WHAT TO DO: In the data below, find every line with the string "bicycle" and pull it out.

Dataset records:
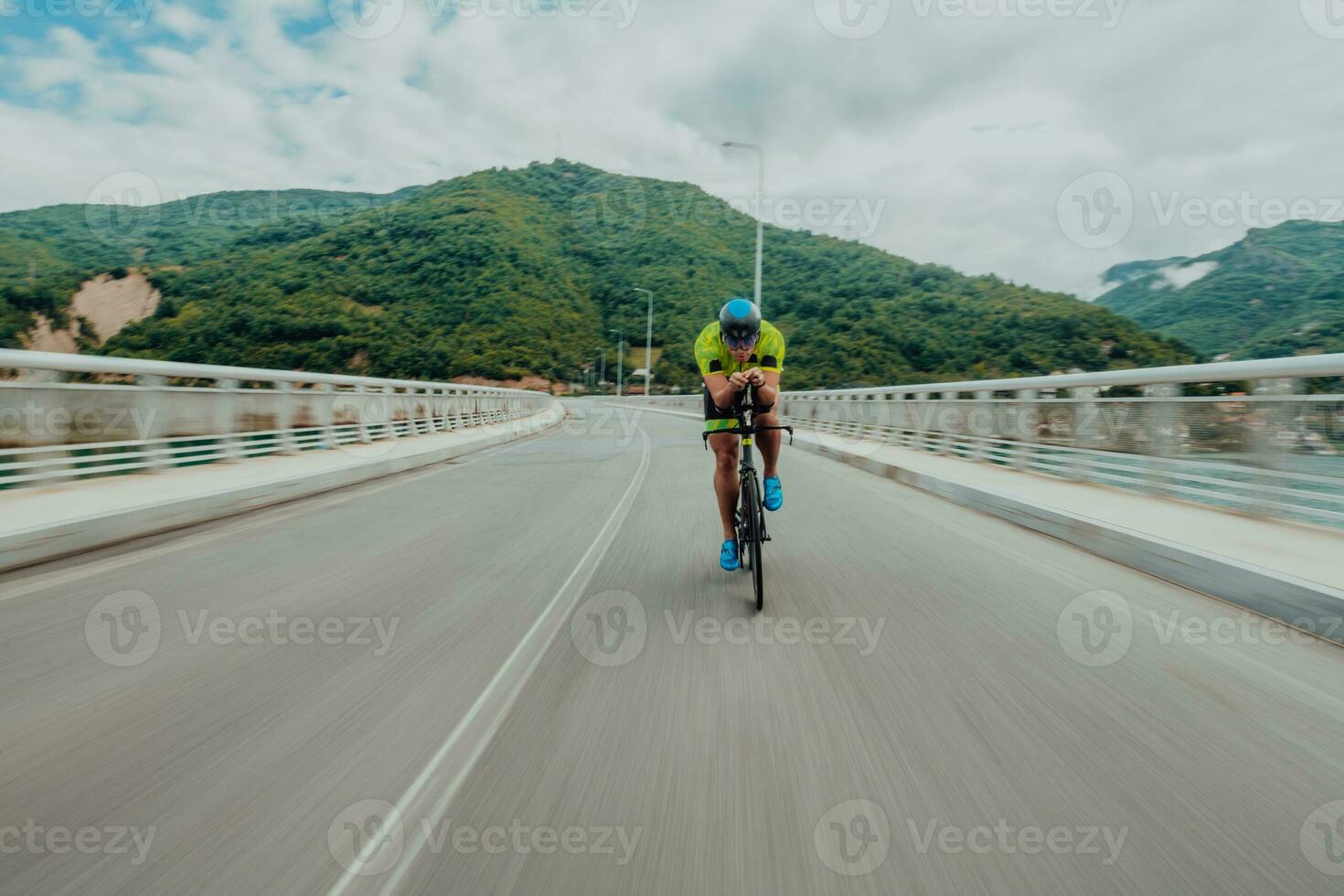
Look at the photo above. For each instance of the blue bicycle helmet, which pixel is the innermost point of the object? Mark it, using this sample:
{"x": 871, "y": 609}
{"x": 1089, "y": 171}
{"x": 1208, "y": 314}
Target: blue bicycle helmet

REPLY TO THE TASK:
Look at the photo above. For each instance of the blue bicycle helmet, which pixel is the innermost point of the object? Mark it, using this sample:
Target: blue bicycle helmet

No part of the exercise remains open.